_Aim of the task_
Decide whether each statement agrees with the forum thread about Go. Answer yes or no, and quote the words from the thread that settle it. 1. Hyphen's INTP brother now plays Go regularly. 2. luxurieux reports a rank of 1d on KGS. 3. nonnaci states that brute force is impractical in Go.

_Text block_
· · ·

# Go (the board game): more NTP or NTJ?



## hasenj (Sep 23, 2010)

Do you think the game of Go appeals more to NTPs or NTJs? or both equally?


----------



## JWhitsitt (Dec 13, 2011)

I would say NTJ. Of course maybe because I am INTJ and enjoy go


----------



## Hyphen (Oct 11, 2010)

It depends. I loved go, I had an absolute passion for it. For about 5 hours. Then I left it forever. However, my INTP brother didn't like it at first, and after seeing how I liked it, decided to have a go as well and he now plays it regularly.

I can't talk for the xNTJ's though.


----------



## hasenj (Sep 23, 2010)

At the beginning I found it very frustrating too, but now I kinda enjoy it and really want to get better.

I still find it frustrating. There's plenty of metaphorical blood and sweat and tears. But somehow it's kinda worth it. Oh .. the thrill of advancing one's rank! The thrill of conquering yet another obstacle!


----------



## nonnaci (Sep 25, 2011)

NTJ as it appeals to many facets of strategic processing: linear processing (local/lifedeath/tesuji reading), conceptual processing (efficiency in terms of more abstract principles such as overconcentration, thick/strong/loose/liable/weak groups, probes, sente, tempo), and holistic processing (global/large scale impact)

However from playing the game for several years now (ranked 1d kgs), a lot of the strategy is done on a more abstract level where the aforementioned processes are just tools in your arsenal. Like most strategies, a winning position is like a game state where all the opponent's moves or choices are terrible. In smaller scaled games like chess, a winning state can often be searched via brute-force reading. In larger scaled games like Go where brute force is impractical, one has to resort to more macro strategies or abstractions to win. Hence, playing Go is like operating on multiple levels; You're trying to spin a web of deception (figuratively a fog of war) from high above while fighting tooth and nail for life and death down in the pits.

Other than than, both NTP and NTJ may find the game a very good metaphor for life itself but thats a whole other discussion


----------



## luxurieux (Aug 11, 2011)

I love Go. Though I'm not very good at it, I think it's great. Hard to find others in real life who can also play it. Or even know it exists. And the ones that do know aren't very skilled. (Or not as skilled as myself). Having played/studied the game for as long as I have, I'm only about a 16k level. In other words, I pretty much suck. Haha.


----------



## freeeekyyy (Feb 16, 2010)

It's possible that there's a greater connection between being intuition or thinking dominant. In other words, INTJs and ENTPs may do better with go than INTPs and ENTJs, or vice versa.


----------

· · ·

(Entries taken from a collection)
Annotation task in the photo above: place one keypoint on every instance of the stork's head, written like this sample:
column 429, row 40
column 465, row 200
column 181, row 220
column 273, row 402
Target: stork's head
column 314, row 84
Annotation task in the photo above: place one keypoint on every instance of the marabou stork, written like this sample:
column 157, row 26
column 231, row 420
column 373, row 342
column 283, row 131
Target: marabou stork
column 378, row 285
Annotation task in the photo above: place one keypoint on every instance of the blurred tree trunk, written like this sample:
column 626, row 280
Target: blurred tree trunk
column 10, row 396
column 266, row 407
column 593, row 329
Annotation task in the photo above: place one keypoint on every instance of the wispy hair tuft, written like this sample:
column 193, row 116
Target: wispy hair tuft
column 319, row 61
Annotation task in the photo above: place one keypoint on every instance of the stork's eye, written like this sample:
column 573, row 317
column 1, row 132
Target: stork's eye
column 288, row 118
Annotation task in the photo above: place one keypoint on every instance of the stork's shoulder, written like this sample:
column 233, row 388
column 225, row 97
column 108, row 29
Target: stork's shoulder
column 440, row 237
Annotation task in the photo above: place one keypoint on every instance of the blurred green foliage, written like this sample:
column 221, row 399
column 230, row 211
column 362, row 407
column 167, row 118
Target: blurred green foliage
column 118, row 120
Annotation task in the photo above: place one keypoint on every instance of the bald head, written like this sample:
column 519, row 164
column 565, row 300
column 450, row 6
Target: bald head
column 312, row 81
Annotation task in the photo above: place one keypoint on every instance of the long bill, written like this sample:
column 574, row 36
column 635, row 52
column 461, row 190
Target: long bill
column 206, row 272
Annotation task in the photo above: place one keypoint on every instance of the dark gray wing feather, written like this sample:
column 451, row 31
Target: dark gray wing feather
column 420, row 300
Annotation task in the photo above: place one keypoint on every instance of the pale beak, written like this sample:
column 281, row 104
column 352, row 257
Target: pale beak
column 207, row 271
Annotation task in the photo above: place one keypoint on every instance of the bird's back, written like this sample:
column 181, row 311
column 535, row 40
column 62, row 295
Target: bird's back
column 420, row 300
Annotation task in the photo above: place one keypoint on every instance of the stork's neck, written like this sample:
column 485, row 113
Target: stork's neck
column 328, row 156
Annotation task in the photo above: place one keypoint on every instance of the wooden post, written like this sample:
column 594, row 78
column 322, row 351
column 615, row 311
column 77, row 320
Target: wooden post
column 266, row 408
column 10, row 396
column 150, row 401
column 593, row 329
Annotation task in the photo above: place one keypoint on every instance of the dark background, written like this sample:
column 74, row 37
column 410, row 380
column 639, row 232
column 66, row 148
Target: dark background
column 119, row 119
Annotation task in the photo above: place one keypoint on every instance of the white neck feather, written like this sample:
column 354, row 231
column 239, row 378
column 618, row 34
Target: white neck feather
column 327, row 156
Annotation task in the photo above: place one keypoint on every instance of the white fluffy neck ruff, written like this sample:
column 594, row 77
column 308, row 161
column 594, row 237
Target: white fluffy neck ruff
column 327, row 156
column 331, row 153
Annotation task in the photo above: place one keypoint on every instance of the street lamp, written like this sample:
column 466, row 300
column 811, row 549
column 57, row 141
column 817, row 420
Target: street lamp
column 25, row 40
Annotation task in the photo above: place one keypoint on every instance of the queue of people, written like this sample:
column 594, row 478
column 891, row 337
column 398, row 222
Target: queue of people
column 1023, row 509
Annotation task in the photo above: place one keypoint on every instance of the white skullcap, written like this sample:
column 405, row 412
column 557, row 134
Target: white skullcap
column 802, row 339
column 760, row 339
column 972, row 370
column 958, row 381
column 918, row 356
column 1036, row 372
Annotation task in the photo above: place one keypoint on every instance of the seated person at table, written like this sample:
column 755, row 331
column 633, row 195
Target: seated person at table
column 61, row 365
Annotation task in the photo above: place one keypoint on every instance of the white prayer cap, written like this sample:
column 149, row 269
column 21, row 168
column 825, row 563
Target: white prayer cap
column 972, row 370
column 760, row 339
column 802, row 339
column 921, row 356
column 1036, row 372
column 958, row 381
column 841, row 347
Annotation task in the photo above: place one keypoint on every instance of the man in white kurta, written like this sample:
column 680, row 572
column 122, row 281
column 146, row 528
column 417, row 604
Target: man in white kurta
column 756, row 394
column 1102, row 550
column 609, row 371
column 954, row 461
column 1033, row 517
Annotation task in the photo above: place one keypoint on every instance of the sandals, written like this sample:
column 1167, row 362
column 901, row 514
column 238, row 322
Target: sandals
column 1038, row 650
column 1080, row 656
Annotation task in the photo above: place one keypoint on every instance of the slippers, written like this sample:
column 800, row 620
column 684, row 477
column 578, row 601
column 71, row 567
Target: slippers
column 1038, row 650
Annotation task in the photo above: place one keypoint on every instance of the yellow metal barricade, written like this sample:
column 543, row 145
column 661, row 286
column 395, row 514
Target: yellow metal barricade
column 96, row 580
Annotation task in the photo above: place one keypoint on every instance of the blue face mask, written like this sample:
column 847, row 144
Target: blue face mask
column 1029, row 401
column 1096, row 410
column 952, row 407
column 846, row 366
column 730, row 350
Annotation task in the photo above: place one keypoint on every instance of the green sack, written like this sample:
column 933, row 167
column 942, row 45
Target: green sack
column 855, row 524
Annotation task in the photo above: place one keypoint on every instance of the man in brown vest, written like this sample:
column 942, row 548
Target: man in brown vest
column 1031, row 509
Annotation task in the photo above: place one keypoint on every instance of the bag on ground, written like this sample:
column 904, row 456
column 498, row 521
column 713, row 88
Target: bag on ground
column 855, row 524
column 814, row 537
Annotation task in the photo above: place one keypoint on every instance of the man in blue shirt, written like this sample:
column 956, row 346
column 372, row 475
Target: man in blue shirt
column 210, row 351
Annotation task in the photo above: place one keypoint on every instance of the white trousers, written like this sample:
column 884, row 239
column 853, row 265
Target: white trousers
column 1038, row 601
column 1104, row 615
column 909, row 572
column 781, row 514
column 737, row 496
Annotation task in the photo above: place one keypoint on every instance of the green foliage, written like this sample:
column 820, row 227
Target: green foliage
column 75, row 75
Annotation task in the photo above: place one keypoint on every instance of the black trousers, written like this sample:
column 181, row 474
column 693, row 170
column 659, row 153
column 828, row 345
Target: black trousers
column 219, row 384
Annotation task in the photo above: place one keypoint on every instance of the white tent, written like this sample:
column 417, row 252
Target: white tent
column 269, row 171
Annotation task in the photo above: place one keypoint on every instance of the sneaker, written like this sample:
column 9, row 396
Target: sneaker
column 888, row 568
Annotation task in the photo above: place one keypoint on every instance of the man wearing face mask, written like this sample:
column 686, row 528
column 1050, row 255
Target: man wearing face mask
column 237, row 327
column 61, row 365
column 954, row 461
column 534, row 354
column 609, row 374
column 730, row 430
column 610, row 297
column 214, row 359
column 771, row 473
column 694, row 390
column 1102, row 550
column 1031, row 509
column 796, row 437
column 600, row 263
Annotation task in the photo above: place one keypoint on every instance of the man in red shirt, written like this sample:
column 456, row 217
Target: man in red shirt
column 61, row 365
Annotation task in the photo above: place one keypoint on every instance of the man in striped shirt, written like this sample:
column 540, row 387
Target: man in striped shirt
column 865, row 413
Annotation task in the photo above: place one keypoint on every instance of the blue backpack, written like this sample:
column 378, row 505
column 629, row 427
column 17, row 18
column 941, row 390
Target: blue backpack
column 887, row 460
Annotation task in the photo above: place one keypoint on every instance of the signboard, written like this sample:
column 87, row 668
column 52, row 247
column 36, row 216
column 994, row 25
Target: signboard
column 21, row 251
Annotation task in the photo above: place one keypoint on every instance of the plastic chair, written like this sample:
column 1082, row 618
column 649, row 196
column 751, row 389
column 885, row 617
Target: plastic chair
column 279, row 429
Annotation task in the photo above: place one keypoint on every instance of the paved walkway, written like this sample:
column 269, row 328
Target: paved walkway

· · ·

_Answer in full_
1. Yes: "decided to have a go as well and he now plays it regularly."
2. No: "I'm only about a 16k level."
3. Yes: "In larger scaled games like Go where brute force is impractical, one has to resort to more macro strategies or abstractions to win."